By Arathy Somasekhar, Marianna Parraga and Nidhi Verma
HOUSTON/NEW DELHI, May 6 (Reuters) - Indian oil refiner
Reliance Industries has resubmitted a request to the
U.S. for an authorization to import crude oil from sanctioned
Venezuela, three people close to the matter said, and resume oil
trade between the OPEC producer and the once second-largest
destination for its oil.
French oil producer
Maurel & Prom
separately on Monday said the U.S. on Friday
granted it a license to conduct oil and gas operations in
Venezuela for the next two years.
The U.S. in April did not renew a general license for
Venezuela to export oil and fuel to its chosen markets, and gave
45 days to companies to wind down transactions. But the U.S. had
said some individual authorizations to foreign firms seeking to
do oil business with Venezuela would be issued.
The license had broadly eased Venezuela oil sanctions first
imposed in 2019, moving to reimpose punitive measures in
response to President Nicolas Maduro's failure to meet his
election commitments.
After the easing of sanctions in October, Reliance and other
Indian companies that have business in the past with Venezuela
previously applied to the U.S. Treasury for individual
authorizations. Those were not granted.

◇ ◇ ◇ ◇ ◇ ◇ ◇

◆ WORK TO DO
(a) In the Venezuela oil report, how long does the license granted to Maurel & Prom let it conduct oil and gas operations in Venezuela?
(b) Write a continuation of the Venezuela oil report that picks up after its final sentence.

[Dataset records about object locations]
◇ ◇ ◇ ◇ ◇ ◇ ◇

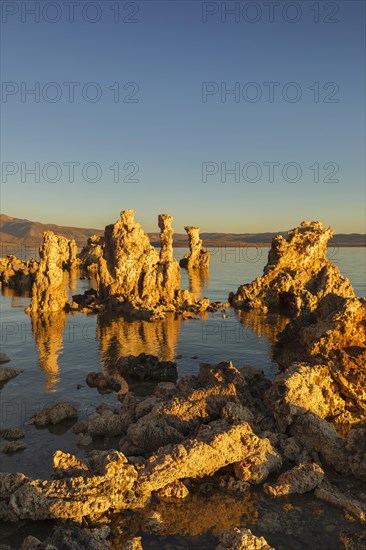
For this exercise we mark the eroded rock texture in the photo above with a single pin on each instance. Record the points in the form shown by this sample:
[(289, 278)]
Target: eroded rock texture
[(297, 275), (333, 335), (131, 271), (199, 257), (48, 293)]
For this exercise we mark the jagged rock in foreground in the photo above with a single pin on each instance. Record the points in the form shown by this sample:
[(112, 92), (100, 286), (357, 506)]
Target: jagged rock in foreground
[(147, 367), (215, 446), (198, 257), (48, 293), (16, 274), (297, 275), (242, 539), (134, 278)]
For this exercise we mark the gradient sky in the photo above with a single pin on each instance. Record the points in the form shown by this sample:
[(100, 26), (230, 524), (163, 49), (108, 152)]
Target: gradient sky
[(170, 132)]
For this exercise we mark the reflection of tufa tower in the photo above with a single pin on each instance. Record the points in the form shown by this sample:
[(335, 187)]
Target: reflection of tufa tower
[(48, 334), (118, 338)]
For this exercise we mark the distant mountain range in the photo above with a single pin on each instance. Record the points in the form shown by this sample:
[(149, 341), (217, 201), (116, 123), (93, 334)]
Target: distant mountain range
[(16, 231)]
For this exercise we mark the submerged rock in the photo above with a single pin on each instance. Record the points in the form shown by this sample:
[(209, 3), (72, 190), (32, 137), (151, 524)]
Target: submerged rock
[(297, 275), (216, 445), (329, 493), (242, 539), (91, 252), (301, 479), (198, 257), (131, 270), (334, 335)]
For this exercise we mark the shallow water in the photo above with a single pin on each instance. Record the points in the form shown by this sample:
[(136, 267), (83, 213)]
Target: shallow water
[(57, 354)]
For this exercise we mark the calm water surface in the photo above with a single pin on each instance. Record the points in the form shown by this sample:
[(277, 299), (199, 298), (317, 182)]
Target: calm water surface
[(57, 354)]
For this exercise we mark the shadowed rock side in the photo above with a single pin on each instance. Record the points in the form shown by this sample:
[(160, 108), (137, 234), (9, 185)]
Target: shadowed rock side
[(16, 274), (333, 335), (199, 257), (91, 252), (48, 334), (297, 275), (48, 293), (211, 430), (118, 338), (131, 270), (134, 278)]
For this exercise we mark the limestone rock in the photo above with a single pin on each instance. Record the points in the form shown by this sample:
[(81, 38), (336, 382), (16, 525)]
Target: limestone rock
[(13, 447), (318, 435), (72, 537), (91, 252), (199, 257), (242, 539), (353, 540), (260, 459), (297, 275), (301, 479), (16, 274), (133, 544), (215, 446), (12, 433), (356, 447), (54, 415), (147, 367), (48, 292), (172, 421)]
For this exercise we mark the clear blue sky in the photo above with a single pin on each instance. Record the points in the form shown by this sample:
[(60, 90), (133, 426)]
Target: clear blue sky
[(170, 131)]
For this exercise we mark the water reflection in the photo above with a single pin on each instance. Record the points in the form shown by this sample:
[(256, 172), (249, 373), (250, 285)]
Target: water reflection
[(199, 279), (48, 334), (119, 337), (263, 325)]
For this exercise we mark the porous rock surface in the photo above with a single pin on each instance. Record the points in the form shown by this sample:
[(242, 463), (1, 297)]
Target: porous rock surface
[(48, 293), (297, 275), (17, 274), (198, 257), (54, 415), (242, 539)]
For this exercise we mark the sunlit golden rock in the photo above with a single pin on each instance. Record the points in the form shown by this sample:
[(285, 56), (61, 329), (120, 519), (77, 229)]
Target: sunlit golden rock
[(297, 275)]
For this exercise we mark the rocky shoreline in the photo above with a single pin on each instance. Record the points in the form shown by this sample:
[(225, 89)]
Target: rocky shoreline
[(227, 430)]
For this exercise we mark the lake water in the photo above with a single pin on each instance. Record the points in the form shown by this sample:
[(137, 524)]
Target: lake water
[(56, 356)]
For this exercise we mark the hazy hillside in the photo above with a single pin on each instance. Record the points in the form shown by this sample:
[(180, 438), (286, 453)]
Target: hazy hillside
[(20, 231)]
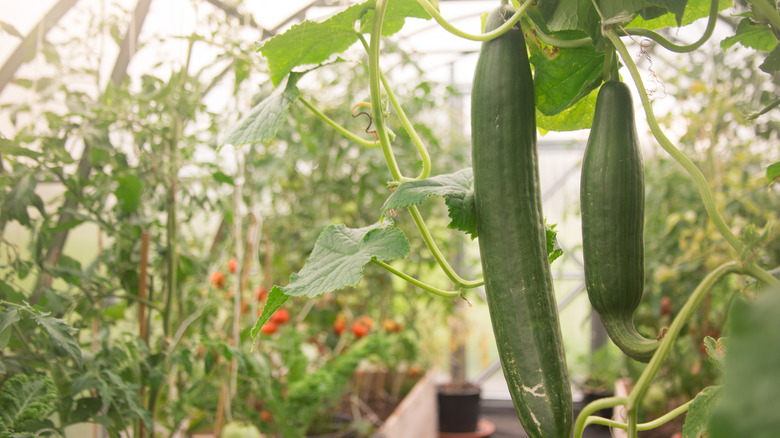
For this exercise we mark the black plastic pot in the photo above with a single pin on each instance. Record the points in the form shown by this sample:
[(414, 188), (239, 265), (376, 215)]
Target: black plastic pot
[(458, 408)]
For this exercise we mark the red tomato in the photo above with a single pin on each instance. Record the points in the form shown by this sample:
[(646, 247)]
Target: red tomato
[(218, 279), (359, 329), (269, 328), (280, 316), (391, 326), (367, 321)]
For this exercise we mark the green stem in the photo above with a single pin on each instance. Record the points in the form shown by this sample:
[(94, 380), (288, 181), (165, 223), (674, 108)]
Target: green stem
[(674, 330), (341, 130), (766, 10), (376, 97), (669, 416), (481, 37), (562, 44), (591, 408), (423, 151), (453, 276), (685, 162), (416, 282), (711, 20)]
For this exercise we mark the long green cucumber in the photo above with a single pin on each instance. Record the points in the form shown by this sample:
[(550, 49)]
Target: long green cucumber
[(612, 203), (512, 237)]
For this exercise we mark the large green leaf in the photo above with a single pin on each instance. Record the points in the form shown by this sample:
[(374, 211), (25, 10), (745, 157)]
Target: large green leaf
[(455, 188), (700, 411), (313, 41), (265, 119), (24, 402), (336, 262), (750, 406), (694, 10)]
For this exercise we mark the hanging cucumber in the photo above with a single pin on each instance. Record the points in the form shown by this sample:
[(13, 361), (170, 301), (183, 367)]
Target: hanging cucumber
[(512, 238), (612, 198)]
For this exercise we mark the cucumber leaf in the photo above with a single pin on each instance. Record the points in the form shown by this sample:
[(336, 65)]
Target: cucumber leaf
[(700, 411), (750, 406), (336, 262)]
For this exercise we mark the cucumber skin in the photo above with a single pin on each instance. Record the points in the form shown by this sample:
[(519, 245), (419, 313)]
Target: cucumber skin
[(512, 237), (612, 201)]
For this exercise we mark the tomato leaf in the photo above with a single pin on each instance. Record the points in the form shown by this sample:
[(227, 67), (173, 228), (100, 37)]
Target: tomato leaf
[(455, 188), (716, 350), (265, 119), (312, 42), (577, 116), (700, 411)]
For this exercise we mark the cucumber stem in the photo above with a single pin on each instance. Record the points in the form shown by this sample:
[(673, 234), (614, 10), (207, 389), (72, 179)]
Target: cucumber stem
[(340, 129), (446, 25), (711, 20)]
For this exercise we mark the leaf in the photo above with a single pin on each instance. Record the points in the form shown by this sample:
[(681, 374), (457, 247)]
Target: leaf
[(24, 401), (554, 249), (276, 298), (336, 262), (773, 171), (128, 192), (569, 15), (455, 188), (564, 76), (578, 116), (750, 406), (313, 41), (772, 62), (7, 318), (10, 29), (753, 35), (8, 147), (694, 10), (716, 350), (700, 411), (265, 119), (61, 335)]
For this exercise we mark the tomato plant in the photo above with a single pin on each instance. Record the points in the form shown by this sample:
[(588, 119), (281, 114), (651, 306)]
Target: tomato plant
[(586, 53)]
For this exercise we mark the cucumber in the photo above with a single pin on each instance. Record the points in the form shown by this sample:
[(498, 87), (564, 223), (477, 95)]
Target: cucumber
[(612, 203), (512, 237)]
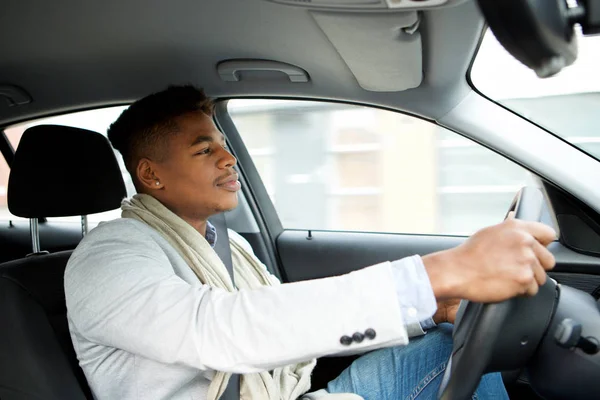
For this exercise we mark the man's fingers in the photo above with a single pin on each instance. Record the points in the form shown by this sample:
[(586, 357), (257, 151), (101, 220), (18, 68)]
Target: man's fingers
[(539, 273), (544, 256), (542, 233), (532, 289)]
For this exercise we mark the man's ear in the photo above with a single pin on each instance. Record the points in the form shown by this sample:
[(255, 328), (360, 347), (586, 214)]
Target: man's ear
[(147, 175)]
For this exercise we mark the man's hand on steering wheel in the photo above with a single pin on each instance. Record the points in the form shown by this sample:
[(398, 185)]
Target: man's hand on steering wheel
[(495, 264)]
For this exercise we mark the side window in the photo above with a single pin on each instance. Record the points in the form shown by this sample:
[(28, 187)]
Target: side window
[(342, 167), (95, 120)]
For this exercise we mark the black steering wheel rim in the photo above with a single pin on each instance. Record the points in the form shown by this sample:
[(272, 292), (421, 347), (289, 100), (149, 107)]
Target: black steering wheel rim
[(499, 336)]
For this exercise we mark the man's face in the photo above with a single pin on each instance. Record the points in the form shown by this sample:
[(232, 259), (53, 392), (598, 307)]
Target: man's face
[(196, 176)]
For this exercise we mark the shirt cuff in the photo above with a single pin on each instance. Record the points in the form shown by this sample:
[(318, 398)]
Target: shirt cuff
[(414, 291)]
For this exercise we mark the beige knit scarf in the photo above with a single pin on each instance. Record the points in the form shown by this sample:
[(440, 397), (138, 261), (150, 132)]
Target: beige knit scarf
[(287, 383)]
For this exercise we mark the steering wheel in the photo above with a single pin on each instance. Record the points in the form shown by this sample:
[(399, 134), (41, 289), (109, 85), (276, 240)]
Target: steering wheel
[(500, 336)]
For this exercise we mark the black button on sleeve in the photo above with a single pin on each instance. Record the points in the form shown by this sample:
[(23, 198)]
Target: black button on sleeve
[(370, 334), (358, 337), (346, 340)]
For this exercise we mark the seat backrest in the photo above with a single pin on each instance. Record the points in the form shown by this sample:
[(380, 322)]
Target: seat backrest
[(56, 171), (37, 358), (80, 176)]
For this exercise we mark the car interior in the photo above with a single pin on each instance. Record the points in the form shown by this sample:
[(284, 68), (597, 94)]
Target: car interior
[(286, 72)]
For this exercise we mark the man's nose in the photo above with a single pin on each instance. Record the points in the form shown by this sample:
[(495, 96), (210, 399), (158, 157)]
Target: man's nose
[(227, 160)]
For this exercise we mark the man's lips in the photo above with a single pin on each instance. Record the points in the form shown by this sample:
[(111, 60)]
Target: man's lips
[(230, 182)]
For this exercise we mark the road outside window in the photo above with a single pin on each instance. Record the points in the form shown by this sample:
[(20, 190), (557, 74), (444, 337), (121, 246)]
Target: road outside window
[(342, 167)]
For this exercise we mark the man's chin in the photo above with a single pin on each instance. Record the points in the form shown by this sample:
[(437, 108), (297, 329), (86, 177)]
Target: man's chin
[(228, 205)]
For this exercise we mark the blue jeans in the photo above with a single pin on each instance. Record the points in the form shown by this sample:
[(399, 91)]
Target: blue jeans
[(409, 372)]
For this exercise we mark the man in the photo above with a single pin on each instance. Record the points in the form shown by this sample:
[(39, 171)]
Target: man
[(153, 313)]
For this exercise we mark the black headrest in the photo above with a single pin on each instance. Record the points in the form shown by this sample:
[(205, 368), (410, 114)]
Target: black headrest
[(60, 171)]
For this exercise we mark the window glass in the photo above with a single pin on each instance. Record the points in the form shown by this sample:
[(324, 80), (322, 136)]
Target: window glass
[(565, 104), (342, 167), (94, 120)]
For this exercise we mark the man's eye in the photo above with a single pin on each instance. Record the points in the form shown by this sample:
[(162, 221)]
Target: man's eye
[(203, 151)]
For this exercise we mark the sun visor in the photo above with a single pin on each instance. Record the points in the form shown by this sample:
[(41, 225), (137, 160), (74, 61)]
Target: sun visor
[(383, 51)]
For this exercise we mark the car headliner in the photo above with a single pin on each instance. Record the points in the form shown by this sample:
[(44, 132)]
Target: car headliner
[(76, 54)]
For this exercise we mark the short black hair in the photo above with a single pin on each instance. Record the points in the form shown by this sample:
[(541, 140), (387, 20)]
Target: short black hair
[(142, 129)]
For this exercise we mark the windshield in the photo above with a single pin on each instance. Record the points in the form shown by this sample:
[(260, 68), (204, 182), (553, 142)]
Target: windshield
[(567, 105)]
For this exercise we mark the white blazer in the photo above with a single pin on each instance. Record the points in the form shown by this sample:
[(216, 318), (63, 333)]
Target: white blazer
[(143, 327)]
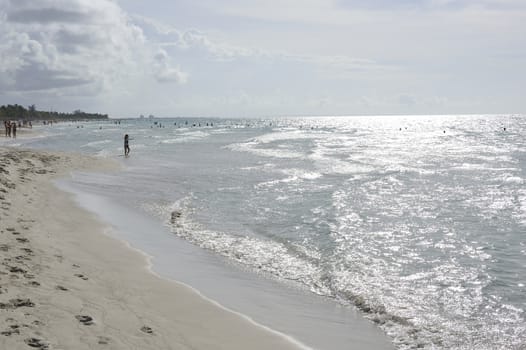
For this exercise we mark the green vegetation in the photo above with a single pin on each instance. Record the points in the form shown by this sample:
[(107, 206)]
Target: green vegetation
[(17, 112)]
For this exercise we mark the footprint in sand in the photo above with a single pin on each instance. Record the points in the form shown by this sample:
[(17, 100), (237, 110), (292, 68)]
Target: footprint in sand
[(36, 343), (85, 319), (147, 329), (16, 303), (104, 340), (27, 251), (79, 275)]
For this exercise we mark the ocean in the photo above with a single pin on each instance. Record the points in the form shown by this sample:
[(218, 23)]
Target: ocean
[(417, 222)]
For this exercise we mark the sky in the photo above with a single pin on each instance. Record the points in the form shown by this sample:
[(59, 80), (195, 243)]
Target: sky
[(264, 58)]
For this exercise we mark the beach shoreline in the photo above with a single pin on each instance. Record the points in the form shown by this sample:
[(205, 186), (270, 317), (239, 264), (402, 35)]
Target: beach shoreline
[(66, 284)]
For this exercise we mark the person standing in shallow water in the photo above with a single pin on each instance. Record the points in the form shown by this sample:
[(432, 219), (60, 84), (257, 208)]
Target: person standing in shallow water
[(126, 145)]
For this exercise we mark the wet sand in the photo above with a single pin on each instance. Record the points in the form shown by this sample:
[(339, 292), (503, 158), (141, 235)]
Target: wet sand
[(64, 284)]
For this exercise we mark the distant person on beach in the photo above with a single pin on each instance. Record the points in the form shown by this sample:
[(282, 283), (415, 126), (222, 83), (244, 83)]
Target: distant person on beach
[(126, 145)]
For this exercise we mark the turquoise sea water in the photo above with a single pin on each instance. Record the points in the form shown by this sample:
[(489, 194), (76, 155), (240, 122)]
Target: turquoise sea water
[(418, 221)]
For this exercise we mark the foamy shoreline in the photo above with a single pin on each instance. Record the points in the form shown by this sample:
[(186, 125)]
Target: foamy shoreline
[(65, 284)]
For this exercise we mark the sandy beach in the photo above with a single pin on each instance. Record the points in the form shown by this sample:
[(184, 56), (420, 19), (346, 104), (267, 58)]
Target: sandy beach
[(65, 284)]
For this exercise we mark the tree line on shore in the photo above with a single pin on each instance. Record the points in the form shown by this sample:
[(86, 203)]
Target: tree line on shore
[(18, 112)]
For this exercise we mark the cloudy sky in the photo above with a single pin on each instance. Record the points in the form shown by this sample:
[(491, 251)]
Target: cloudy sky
[(255, 58)]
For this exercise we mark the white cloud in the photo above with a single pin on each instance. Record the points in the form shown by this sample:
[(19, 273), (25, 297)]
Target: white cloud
[(165, 73), (90, 45)]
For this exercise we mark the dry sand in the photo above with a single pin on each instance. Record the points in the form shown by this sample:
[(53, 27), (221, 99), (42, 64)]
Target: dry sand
[(64, 284)]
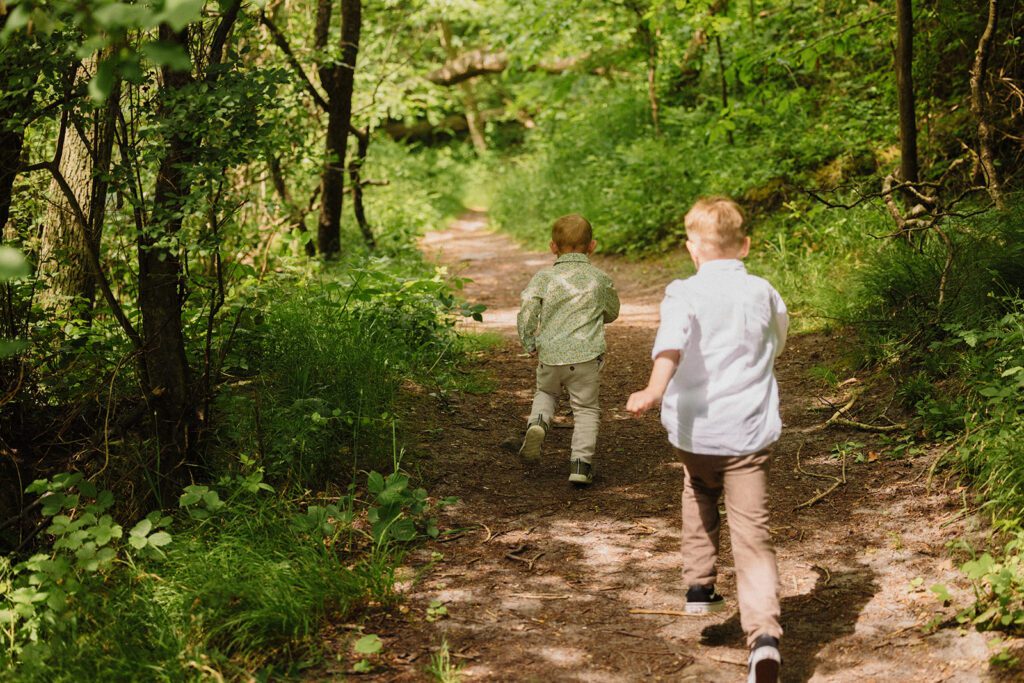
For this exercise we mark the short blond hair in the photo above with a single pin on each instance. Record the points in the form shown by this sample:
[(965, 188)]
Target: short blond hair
[(571, 231), (718, 221)]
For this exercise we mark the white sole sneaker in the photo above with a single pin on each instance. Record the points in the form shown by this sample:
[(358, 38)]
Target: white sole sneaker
[(581, 472), (765, 664), (530, 451), (704, 607)]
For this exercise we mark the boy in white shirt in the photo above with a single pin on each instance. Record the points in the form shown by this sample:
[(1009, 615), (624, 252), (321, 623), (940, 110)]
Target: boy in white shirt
[(719, 335)]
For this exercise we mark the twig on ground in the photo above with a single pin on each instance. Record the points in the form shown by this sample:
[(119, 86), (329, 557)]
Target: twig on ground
[(839, 481), (839, 418), (662, 612)]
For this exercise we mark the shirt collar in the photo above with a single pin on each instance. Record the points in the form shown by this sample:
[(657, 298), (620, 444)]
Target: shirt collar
[(572, 257), (722, 265)]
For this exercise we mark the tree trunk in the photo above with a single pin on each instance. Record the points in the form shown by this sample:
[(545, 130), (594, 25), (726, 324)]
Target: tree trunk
[(11, 142), (65, 265), (10, 160), (354, 175), (473, 120), (979, 105), (904, 91), (338, 80), (160, 297), (724, 84)]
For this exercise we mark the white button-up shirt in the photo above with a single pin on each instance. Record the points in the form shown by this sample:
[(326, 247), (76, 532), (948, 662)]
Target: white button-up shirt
[(728, 326)]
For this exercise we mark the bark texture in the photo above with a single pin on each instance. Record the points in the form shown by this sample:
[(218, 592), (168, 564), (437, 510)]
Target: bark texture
[(338, 80), (65, 264), (979, 104), (904, 91)]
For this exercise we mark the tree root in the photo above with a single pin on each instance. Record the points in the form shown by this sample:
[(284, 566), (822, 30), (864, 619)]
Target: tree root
[(838, 481)]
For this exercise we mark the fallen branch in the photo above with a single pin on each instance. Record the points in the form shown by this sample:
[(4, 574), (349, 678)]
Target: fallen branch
[(540, 596), (660, 612), (839, 418), (839, 481)]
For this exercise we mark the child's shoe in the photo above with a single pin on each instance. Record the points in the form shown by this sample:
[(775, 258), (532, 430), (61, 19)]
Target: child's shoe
[(530, 449), (765, 660), (581, 472), (704, 600)]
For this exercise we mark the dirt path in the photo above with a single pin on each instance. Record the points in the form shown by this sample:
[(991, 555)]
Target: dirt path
[(541, 583)]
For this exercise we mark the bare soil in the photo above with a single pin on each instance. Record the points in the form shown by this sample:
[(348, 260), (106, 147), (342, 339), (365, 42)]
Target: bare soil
[(540, 580)]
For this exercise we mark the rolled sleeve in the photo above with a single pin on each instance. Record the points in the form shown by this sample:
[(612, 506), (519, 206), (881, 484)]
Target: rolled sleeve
[(677, 317), (780, 317), (610, 303)]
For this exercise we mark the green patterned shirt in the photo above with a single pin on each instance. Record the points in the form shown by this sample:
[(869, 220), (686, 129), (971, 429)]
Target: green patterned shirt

◇ ◇ ◇ ◇ ◇ ◇ ◇

◆ FINAL RESULTS
(a) The next two years.

(b)
Indian refiners, however, resumed Venezuelan oil purchases
through intermediaries. Since October, Reliance has chartered at
least one supertanker to buy crude from state-run oil company
PDVSA. It also received Venezuelan oil cargoes from third
parties, according to internal PDVSA documents viewed by
Reuters.
Before U.S. oil sanctions were first imposed on Venezuela,
Reliance was the second largest individual buyer of Venezuelan
crude after China's CNPC.
Reliance did not reply to a request for comment. The U.S.
Treasury Department declined to comment.
Maurel & Prom's license allows it to continue production
activities under an agreement signed with Venezuela last
November. Its license is the first authorization issued by the
U.S. under the exemptions it offered last month to its reimposed
sanctions regime on the South American country.
"It gives us clear visibility for the future," M&P's CEO
Olivier de Langavant said in a statement. The company owns a 40%
interest in an oilfield joint venture with PDVSA and has agreed
to boost oil output in the field.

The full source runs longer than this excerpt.